═════ INPUT
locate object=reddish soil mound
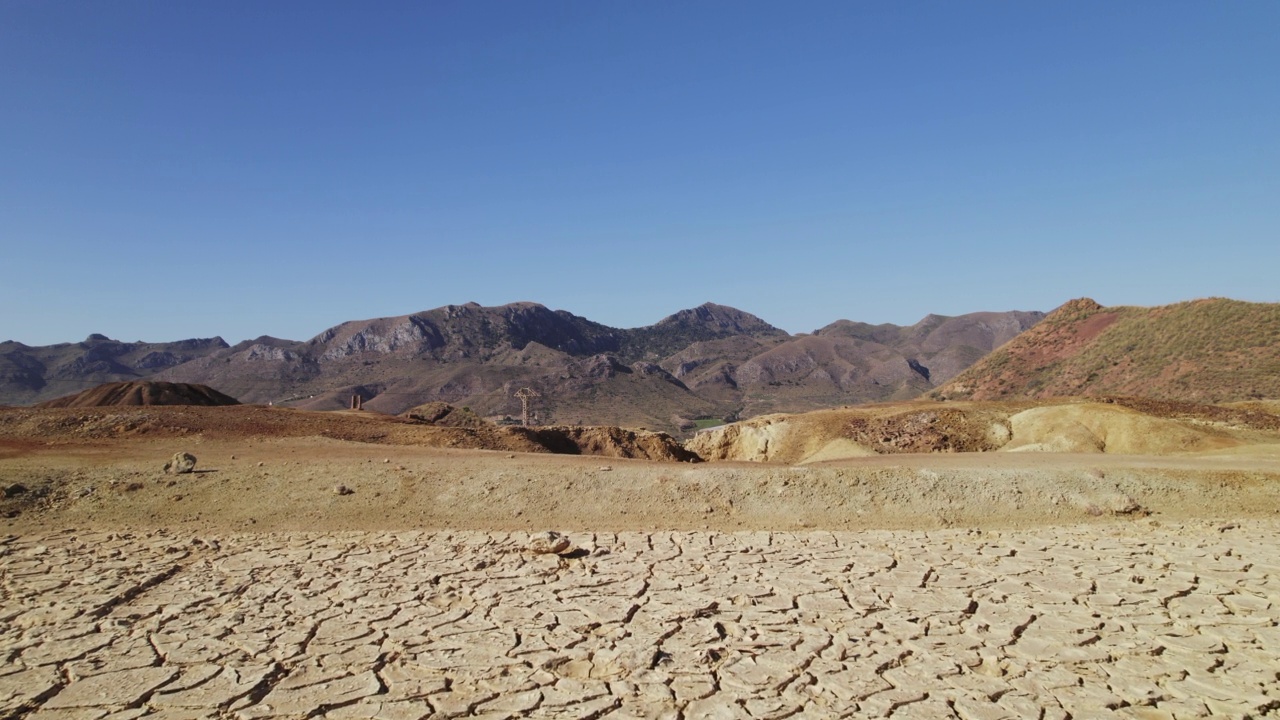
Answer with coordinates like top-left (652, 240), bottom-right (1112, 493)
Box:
top-left (1104, 396), bottom-right (1280, 431)
top-left (847, 407), bottom-right (1012, 453)
top-left (36, 381), bottom-right (240, 408)
top-left (399, 402), bottom-right (489, 428)
top-left (529, 426), bottom-right (700, 462)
══════════
WORK REQUEST >> The answer must be an exact copy of the entries, with the pictures omitted.

REPLY TO THE TASK >>
locate object=reddish soil mound
Answer with coordinates like top-left (652, 240), bottom-right (1112, 493)
Box:
top-left (1104, 396), bottom-right (1280, 431)
top-left (847, 407), bottom-right (1012, 453)
top-left (36, 381), bottom-right (240, 408)
top-left (399, 402), bottom-right (489, 428)
top-left (529, 426), bottom-right (700, 462)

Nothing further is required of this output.